• Aim of the exercise: The lines from the one containing "Print bounding boxes" through the end of the entries are what to output; reproduce them exactly and add nothing.

• Input data:
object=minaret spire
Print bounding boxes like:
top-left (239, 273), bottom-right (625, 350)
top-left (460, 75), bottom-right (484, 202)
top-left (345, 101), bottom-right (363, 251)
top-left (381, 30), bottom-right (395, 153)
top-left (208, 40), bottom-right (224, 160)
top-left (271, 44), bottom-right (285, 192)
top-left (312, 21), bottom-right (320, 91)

• Exercise solution:
Print bounding boxes like:
top-left (239, 273), bottom-right (625, 350)
top-left (460, 75), bottom-right (484, 202)
top-left (345, 101), bottom-right (363, 251)
top-left (381, 30), bottom-right (395, 153)
top-left (208, 40), bottom-right (224, 160)
top-left (271, 44), bottom-right (285, 192)
top-left (312, 21), bottom-right (320, 91)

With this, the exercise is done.